• Task to carry out
Can you express the lines below as a JSON list of strings, one string per line, leaving out any blank lines?

>> BEGIN Data extract

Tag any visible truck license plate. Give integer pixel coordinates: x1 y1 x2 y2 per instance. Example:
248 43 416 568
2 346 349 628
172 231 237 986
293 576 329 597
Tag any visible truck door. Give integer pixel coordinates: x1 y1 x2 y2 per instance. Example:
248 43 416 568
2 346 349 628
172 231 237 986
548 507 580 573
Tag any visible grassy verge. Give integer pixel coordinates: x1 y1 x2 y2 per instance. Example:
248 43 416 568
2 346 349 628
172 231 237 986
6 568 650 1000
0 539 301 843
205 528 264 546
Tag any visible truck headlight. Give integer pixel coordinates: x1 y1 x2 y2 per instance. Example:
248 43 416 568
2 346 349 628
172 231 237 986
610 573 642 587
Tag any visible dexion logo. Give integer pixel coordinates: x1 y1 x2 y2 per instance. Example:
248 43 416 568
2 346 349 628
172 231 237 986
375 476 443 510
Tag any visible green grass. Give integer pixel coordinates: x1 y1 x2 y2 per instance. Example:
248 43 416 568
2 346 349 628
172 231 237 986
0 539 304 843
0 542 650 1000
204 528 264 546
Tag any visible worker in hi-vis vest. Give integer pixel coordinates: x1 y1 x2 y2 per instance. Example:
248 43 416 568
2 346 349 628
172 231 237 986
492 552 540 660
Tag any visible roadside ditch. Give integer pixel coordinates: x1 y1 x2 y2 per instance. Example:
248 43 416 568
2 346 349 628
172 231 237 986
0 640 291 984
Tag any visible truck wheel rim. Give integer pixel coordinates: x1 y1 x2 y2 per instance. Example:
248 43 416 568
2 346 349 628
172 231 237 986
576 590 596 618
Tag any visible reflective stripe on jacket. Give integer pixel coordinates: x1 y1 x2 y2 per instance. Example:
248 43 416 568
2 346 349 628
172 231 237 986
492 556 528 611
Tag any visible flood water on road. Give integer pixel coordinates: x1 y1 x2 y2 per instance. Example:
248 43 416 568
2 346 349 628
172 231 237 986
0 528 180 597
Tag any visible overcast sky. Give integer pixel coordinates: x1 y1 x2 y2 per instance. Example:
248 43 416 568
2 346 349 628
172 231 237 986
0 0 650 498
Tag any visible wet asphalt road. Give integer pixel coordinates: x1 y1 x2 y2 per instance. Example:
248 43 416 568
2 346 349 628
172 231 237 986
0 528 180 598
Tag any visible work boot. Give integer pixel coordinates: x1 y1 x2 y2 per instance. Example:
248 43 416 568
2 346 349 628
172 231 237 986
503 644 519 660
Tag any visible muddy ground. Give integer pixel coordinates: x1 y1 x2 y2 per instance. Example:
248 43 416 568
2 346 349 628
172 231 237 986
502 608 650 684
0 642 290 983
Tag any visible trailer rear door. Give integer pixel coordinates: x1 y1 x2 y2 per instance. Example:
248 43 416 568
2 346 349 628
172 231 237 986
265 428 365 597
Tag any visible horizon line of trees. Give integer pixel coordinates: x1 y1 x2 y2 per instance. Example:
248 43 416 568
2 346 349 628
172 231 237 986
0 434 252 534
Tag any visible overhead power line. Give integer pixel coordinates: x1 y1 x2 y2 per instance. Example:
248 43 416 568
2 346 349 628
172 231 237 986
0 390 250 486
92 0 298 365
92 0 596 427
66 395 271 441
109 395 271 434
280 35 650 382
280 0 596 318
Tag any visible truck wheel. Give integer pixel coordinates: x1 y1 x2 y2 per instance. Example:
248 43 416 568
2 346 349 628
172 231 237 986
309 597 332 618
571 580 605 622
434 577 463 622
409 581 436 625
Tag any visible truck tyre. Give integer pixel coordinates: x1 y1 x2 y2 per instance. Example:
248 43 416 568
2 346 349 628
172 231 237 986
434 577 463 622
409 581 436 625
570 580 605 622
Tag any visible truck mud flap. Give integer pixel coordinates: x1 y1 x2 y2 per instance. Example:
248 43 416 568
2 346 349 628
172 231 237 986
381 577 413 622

>> END Data extract

• Answer to this task
[
  "Tag any visible truck license plate. Give integer pixel coordinates: x1 y1 x2 y2 per instance. Example:",
  "248 43 416 568",
  "2 346 349 628",
  "172 231 237 986",
  "293 576 329 597",
  "Tag any visible truck door. Give integer pixel coordinates: x1 y1 x2 y2 per instance. Example:",
  "248 43 416 568",
  "2 346 349 628",
  "172 231 237 986",
  "548 507 580 573",
  "Tag any visible grassy verge. Give integer pixel coordinates: x1 y1 x2 y2 per instance. Example:",
  "248 43 416 568",
  "2 346 349 628",
  "172 231 237 986",
  "6 568 650 1000",
  "0 539 301 843",
  "205 528 264 546",
  "Tag any visible truck headlight. Give integer pixel coordinates: x1 y1 x2 y2 per instance. Example:",
  "248 43 416 568",
  "2 346 349 628",
  "172 231 237 986",
  "610 573 642 587",
  "Tag any visible dexion logo. Give integer pixel coordinates: x1 y1 x2 y2 per instance. Example:",
  "248 43 416 568",
  "2 346 349 628",
  "172 231 237 986",
  "375 476 443 510",
  "Tag any visible green grass. Give integer pixel coordinates: x1 y1 x2 y2 per instance. Example:",
  "248 43 416 568",
  "2 346 349 628",
  "172 231 237 986",
  "0 539 304 843",
  "0 542 650 1000",
  "204 528 264 546",
  "Tag any visible worker in hi-vis vest. Give integer pixel coordinates: x1 y1 x2 y2 per instance. Example:",
  "248 43 416 568",
  "2 346 349 628",
  "172 231 237 986",
  "492 552 540 660",
  "Tag any visible roadside ditch. Give integer pixel coordinates: x1 y1 x2 y2 per instance. Example:",
  "248 43 416 568",
  "2 346 349 628",
  "172 231 237 986",
  "0 640 291 984",
  "Tag any visible truck wheel rim. Give integer pixel coordinates: x1 y1 x2 y2 per instance. Example:",
  "248 43 416 568",
  "2 346 349 628",
  "172 231 237 986",
  "576 590 596 618",
  "Tag any visible reflective stripe on jacket. Give integer pixel coordinates: x1 y1 x2 y2 per instance. Example:",
  "248 43 416 568",
  "2 346 349 628",
  "172 231 237 986",
  "492 556 528 611",
  "Tag any visible flood water on road. Give integer pixel coordinates: x1 y1 x2 y2 per instance. Example:",
  "248 43 416 568",
  "2 346 349 628",
  "172 231 237 986",
  "0 528 180 597",
  "Tag any visible overcast sky. Give integer pixel coordinates: x1 y1 x2 y2 per instance. Example:",
  "248 43 416 568",
  "2 346 349 628",
  "172 231 237 986",
  "0 0 650 498",
  "Tag any visible wet asphalt road. Give integer pixel coordinates: x1 y1 x2 y2 per instance. Example:",
  "248 43 416 568",
  "2 346 349 628",
  "172 231 237 986",
  "0 528 180 598",
  "Tag any visible work boot. Give integer pixel coordinates: x1 y1 x2 y2 per instance. Example:",
  "248 43 416 568",
  "2 346 349 628",
  "172 231 237 986",
  "503 644 519 660",
  "Tag any visible muddy ground. Give integer pixel coordinates: x1 y1 x2 y2 per instance. Example:",
  "248 43 416 568",
  "2 346 349 628",
  "172 231 237 986",
  "502 608 650 684",
  "0 642 290 983",
  "Tag any visible trailer rear door. Give integer pixel coordinates: x1 y1 x2 y2 per instance. Example:",
  "248 43 416 568",
  "2 346 349 628",
  "172 231 237 986",
  "265 428 365 597",
  "Tag any visible horizon line of trees. Give integer pixel coordinates: x1 y1 x2 y2 per instance. Example:",
  "248 43 416 568",
  "2 346 349 628",
  "172 231 237 986",
  "0 434 252 534",
  "Tag any visible overhead power line. Give integer pixel coordinates: x1 y1 x2 y2 per instance. Example:",
  "248 43 416 568",
  "2 346 349 628",
  "172 231 237 986",
  "0 390 250 486",
  "92 0 298 365",
  "92 0 596 427",
  "66 395 271 441",
  "109 395 271 434",
  "280 35 650 382",
  "280 0 596 318",
  "Tag any visible truck wheel. Give integer pixel coordinates: x1 y1 x2 y2 per instance. Example:",
  "248 43 416 568",
  "2 346 349 628",
  "172 231 237 986",
  "309 597 332 618",
  "571 580 605 622",
  "434 577 463 622",
  "409 581 436 625",
  "Tag any visible truck tyre. Give integer pixel coordinates: x1 y1 x2 y2 per instance. Example:",
  "248 43 416 568",
  "2 346 349 628",
  "172 231 237 986",
  "434 577 463 622",
  "409 581 436 625",
  "570 580 605 622",
  "Tag any visible truck mud flap. Give integer pixel coordinates: x1 y1 x2 y2 per instance. Example:",
  "248 43 416 568",
  "2 346 349 628",
  "172 231 237 986",
  "381 577 413 622"
]